## Document text

5. Growing close by is this pretty Narcissus ‘Xit.’ Xit has but one fault – the flowers point downwards, rather like a Hellebore, so you have to lift the flowers up or lie on your back to fully appreciate them.

6. And finally… In the past the Pasque flower out the front has tended to get swamped by its neighbours. But I’ve been much better at giving this furry leaved, shiny purple and yellow beauty its own space lately. I had another one out the back (the offspring of this plant) but I fear it is no more.

They were my Six on Saturday. For more Sixes on Saturday, from all around the world, take a look at the site of the chap who started it all over at

Six on Saturday: Easter Weekend (3 April 2021)

## Set problem A
Filter the entries below and copy each line that contains the string "inside".

## Listing
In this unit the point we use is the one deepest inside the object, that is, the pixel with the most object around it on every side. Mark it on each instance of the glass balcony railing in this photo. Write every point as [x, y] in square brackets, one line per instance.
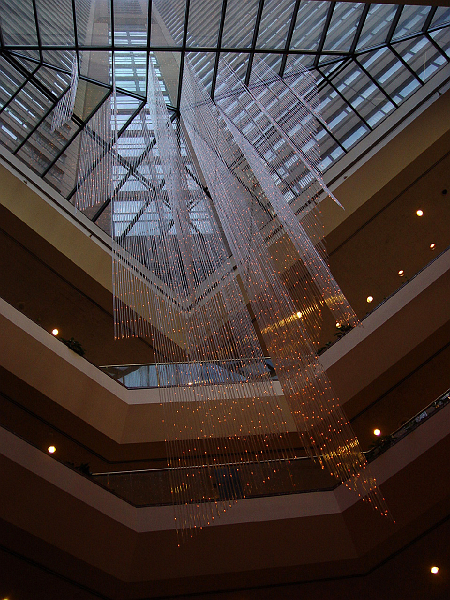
---
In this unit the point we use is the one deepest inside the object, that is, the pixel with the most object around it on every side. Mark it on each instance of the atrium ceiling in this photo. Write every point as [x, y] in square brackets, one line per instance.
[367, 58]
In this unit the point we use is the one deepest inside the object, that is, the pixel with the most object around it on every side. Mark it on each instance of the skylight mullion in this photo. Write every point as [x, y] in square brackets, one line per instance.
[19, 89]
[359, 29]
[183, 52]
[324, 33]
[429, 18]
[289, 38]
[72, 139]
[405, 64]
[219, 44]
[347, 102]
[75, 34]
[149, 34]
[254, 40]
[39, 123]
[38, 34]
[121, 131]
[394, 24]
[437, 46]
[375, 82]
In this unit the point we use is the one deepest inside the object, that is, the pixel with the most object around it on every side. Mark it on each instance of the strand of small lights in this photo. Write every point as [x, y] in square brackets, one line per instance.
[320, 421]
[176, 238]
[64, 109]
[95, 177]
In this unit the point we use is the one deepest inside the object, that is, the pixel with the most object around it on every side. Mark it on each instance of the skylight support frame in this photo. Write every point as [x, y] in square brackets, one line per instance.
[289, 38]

## Set problem B
According to the gardening post, what is the one fault of Narcissus 'Xit'?

## Right answer A
In this unit the point we use is the one deepest inside the object, that is, the pixel with the most object around it on every side. Mark it on each instance of the glass balcony railing in this photo. Write every point as [x, y] in square brackets, one line per instance.
In this unit the point we use is the one deepest inside the object, that is, the pixel with the most object around it on every side. Mark it on each instance of the atrium ceiling in this photo. Write every point as [x, y] in square brackets, one line per instance.
In this unit the point we use is the one deepest inside the object, that is, the pixel with the most object around it on every side. Mark it on each instance of the skylight mullion in this photo. Write every point as [x, y] in square brackets, one line per instance.
In this unit the point we use is the one deepest inside the object, that is, the pixel with the most object around it on every side. Mark it on each instance of the strand of small lights in this photo. Write every point as [x, y] in square brackets, one line per instance.
In this unit the point we use is the one deepest inside the object, that is, the pixel with the most object around it on every side. Mark it on each instance of the skylight support frame in this photo. Write every point as [x, y] in square brackets, one line per instance.

## Right answer B
Its flowers point downwards, rather like a Hellebore.